→ **Image object location entries**
------
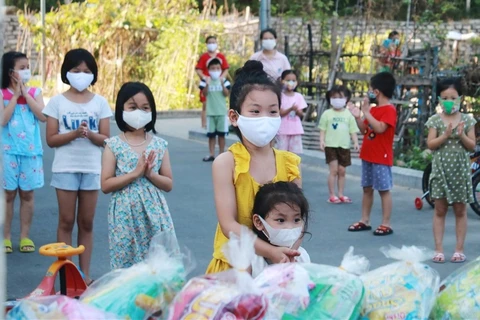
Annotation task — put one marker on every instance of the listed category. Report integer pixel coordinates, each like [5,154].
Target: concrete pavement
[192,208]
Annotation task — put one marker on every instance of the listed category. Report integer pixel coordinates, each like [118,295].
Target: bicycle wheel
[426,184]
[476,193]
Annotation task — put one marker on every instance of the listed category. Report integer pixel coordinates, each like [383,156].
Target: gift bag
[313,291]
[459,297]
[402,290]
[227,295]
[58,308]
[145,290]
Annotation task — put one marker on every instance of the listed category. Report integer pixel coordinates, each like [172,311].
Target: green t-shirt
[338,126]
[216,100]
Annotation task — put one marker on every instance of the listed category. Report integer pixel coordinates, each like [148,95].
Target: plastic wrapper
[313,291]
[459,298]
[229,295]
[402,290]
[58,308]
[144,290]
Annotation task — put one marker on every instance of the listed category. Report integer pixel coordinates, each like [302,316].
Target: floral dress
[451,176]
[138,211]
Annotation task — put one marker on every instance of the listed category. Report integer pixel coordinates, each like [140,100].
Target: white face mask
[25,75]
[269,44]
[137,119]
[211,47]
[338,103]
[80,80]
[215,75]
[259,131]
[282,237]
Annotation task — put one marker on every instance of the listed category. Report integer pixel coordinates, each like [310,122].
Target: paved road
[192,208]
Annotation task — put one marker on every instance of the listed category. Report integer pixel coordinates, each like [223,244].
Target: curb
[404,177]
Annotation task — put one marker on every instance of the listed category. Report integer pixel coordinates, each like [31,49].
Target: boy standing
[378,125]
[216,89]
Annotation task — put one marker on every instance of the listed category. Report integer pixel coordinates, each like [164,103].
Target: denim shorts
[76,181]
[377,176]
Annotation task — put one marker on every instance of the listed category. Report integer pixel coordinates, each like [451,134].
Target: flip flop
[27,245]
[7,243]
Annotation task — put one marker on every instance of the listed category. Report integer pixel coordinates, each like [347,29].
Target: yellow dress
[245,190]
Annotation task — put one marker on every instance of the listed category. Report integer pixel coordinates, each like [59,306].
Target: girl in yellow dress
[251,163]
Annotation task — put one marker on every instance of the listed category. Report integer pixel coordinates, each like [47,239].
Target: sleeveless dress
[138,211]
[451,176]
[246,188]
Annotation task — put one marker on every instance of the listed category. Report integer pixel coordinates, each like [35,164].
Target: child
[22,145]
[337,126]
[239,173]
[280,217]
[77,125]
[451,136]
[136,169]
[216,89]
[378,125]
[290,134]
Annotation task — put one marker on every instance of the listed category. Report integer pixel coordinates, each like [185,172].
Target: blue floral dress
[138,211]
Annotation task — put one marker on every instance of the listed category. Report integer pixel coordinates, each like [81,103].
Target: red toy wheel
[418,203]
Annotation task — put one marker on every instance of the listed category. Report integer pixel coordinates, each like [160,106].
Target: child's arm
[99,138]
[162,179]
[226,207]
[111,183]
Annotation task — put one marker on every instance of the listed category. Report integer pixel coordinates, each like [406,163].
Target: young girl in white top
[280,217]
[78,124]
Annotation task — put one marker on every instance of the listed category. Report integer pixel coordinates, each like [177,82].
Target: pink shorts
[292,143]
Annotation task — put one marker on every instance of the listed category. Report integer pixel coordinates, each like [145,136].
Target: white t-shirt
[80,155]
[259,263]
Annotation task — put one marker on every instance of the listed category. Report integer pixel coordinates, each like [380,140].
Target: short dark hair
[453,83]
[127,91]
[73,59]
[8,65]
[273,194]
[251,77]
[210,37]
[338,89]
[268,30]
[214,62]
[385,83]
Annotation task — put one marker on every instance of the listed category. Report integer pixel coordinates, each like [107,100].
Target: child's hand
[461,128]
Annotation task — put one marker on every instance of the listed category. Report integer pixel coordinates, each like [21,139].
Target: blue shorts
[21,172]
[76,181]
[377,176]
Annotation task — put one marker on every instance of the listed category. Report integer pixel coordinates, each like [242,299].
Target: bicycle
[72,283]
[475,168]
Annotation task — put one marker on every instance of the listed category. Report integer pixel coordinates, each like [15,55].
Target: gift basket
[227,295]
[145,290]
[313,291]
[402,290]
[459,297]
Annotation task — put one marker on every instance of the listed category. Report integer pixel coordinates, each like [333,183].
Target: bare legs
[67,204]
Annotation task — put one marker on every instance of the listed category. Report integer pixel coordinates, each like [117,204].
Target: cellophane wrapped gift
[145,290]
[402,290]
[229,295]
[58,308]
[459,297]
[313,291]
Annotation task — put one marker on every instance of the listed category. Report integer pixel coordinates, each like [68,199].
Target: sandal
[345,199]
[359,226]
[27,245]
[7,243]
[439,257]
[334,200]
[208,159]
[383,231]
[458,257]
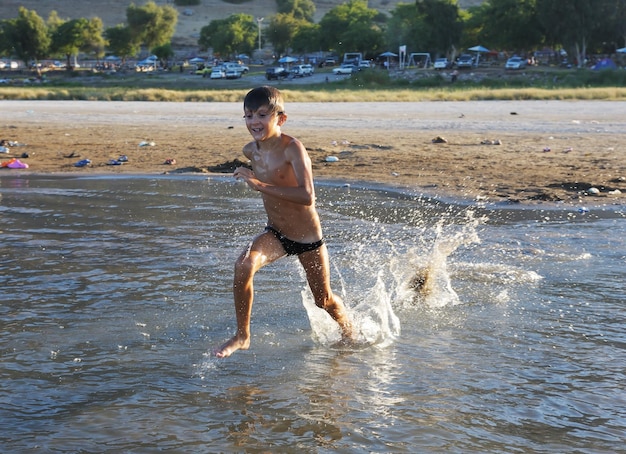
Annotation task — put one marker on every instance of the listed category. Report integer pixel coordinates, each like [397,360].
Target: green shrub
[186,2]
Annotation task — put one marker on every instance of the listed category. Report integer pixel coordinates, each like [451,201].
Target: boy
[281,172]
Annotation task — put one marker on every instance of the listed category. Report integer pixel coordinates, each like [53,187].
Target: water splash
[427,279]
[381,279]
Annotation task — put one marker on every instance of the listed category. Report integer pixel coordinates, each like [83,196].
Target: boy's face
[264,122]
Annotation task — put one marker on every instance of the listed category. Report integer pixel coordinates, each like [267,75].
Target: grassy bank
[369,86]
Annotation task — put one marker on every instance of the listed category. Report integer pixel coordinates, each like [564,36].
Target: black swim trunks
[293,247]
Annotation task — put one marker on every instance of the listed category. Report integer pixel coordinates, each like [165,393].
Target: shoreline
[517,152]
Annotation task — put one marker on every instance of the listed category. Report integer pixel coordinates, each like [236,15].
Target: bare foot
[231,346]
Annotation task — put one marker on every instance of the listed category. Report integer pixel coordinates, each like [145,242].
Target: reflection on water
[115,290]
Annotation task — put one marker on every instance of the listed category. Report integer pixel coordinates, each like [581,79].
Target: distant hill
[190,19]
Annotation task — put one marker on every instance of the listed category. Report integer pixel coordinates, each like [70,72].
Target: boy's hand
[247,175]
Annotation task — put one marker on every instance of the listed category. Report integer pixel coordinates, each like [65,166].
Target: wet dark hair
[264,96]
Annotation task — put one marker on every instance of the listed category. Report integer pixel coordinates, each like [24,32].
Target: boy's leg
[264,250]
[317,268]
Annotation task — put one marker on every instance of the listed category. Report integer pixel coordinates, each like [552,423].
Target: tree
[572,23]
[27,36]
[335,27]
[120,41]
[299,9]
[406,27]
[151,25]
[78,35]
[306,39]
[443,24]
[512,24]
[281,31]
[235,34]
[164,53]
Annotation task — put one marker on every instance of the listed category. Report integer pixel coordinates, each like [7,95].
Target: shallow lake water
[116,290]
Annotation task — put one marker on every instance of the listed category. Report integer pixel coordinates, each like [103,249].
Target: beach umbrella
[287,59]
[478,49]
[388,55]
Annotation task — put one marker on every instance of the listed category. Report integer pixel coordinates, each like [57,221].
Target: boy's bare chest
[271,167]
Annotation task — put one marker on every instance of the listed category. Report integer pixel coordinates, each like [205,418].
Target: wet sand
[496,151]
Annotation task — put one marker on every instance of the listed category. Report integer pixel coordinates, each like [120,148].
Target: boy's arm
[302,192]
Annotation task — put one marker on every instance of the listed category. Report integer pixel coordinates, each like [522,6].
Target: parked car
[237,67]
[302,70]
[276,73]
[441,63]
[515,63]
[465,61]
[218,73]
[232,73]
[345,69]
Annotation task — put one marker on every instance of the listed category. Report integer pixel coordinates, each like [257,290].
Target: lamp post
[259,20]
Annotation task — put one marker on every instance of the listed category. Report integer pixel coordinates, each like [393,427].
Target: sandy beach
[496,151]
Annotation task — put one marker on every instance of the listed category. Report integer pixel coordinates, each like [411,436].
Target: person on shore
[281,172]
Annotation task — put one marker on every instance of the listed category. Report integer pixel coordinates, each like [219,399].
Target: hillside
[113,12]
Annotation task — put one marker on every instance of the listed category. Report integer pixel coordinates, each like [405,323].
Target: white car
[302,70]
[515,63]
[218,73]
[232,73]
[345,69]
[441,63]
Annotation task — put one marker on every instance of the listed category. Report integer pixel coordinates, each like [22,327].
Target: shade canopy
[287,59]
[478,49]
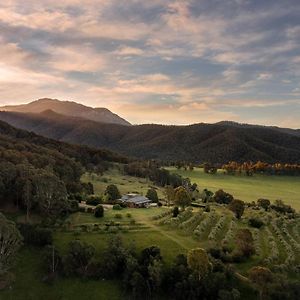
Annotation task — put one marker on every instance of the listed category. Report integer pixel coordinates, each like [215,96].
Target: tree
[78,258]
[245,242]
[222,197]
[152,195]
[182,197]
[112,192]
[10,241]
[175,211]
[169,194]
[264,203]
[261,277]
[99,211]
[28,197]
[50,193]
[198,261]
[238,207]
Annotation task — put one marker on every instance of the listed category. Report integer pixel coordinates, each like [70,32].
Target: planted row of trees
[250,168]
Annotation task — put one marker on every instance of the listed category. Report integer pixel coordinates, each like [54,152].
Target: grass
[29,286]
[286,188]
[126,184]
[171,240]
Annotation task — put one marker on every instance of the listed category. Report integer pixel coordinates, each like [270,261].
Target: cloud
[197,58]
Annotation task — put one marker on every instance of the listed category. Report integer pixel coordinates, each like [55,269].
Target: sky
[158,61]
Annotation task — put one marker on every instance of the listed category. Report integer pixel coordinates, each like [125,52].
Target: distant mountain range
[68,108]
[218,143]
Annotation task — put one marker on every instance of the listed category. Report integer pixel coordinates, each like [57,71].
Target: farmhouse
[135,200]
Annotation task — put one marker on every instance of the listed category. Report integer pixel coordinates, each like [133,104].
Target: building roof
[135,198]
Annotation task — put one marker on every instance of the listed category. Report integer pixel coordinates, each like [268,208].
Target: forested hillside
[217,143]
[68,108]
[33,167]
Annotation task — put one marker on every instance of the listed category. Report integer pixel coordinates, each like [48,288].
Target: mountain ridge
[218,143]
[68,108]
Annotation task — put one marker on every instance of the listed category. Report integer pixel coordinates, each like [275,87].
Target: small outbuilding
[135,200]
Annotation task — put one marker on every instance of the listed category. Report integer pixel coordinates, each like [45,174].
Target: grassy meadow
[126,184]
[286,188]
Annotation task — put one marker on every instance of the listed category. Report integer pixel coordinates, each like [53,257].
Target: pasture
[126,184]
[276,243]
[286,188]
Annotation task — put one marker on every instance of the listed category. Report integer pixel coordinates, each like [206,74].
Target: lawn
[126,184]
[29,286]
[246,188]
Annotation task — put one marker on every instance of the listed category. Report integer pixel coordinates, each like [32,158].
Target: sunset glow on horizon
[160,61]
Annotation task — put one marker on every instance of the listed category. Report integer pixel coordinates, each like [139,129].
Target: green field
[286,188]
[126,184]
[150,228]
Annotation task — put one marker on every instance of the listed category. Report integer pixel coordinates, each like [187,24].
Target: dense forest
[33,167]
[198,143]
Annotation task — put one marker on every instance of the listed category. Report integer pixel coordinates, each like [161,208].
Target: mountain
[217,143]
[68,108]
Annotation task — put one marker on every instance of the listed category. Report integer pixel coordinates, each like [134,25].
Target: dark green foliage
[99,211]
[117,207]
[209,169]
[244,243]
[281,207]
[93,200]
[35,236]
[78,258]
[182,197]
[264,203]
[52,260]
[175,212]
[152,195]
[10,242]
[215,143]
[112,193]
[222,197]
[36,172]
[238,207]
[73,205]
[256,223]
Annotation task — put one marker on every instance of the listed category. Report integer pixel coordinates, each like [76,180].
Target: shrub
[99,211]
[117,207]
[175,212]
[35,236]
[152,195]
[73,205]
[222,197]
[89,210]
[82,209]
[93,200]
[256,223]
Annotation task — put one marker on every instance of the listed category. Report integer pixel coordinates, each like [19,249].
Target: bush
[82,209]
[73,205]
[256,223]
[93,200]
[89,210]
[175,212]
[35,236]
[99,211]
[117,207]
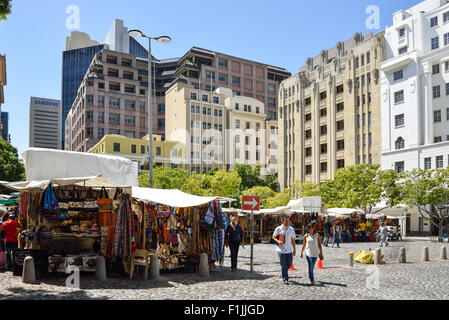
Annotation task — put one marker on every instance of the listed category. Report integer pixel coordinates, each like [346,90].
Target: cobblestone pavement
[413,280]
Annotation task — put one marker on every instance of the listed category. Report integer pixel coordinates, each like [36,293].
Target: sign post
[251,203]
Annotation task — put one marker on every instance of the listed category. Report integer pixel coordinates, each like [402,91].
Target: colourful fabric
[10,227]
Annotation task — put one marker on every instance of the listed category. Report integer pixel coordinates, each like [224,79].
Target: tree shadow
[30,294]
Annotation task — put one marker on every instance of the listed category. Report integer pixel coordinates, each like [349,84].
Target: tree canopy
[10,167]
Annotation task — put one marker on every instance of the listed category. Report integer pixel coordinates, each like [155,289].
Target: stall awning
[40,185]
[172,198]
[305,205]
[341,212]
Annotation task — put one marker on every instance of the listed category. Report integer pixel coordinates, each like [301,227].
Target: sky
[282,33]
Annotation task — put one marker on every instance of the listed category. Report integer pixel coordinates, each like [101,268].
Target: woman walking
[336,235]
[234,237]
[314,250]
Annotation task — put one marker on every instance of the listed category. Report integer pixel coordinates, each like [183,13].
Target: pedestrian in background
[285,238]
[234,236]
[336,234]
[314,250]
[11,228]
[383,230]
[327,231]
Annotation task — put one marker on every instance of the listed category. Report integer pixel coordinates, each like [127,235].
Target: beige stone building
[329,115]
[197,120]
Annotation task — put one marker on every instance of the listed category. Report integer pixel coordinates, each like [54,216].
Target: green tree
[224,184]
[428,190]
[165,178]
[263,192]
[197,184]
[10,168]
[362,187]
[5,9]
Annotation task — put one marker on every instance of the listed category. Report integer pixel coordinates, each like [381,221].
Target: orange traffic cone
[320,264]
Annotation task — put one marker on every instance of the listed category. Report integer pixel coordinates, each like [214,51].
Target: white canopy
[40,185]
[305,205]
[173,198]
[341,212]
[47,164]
------
→ **Written task**
Lay out the records as a Markdown table with the columns Row and Line, starting at the line that contains "each like [183,13]." and continuing through the end of the records, with both ends included and blank lines left out.

→ **Response below**
| Row | Line |
|---|---|
| 1 | Annotation task — put one marker on every instance of the listed category. Report integer pixel coordinates, each like [183,13]. |
| 2 | Target: pedestrian in background |
| 3 | [285,238] |
| 4 | [234,236] |
| 5 | [336,234] |
| 6 | [314,250] |
| 7 | [11,228] |
| 8 | [383,230] |
| 9 | [327,231] |
| 10 | Annotation task — put one marker on every instance of the listed category. Report integer pixel coordinates, each like [127,235]. |
| 11 | Target: beige stone building |
| 12 | [329,115] |
| 13 | [197,120] |
| 14 | Annotation task — put one marker on every instance of the listed category. Report integer pixel coordinates, each like [54,216]. |
| 15 | Target: green tree |
| 16 | [224,184] |
| 17 | [428,190] |
| 18 | [165,178] |
| 19 | [263,192] |
| 20 | [197,184] |
| 21 | [10,168] |
| 22 | [362,187] |
| 23 | [5,9] |
| 24 | Annotation task — put one marker on every instance of the listed category. Report integer pixel coordinates, each like [381,221]. |
| 25 | Target: orange traffic cone |
| 26 | [320,264] |
| 27 | Annotation task — put one marker on every instance of the listed category. Report integer pixel coordinates, each like [214,51]. |
| 28 | Target: white canopy |
| 29 | [40,185] |
| 30 | [305,205] |
| 31 | [173,198] |
| 32 | [341,212] |
| 33 | [47,164] |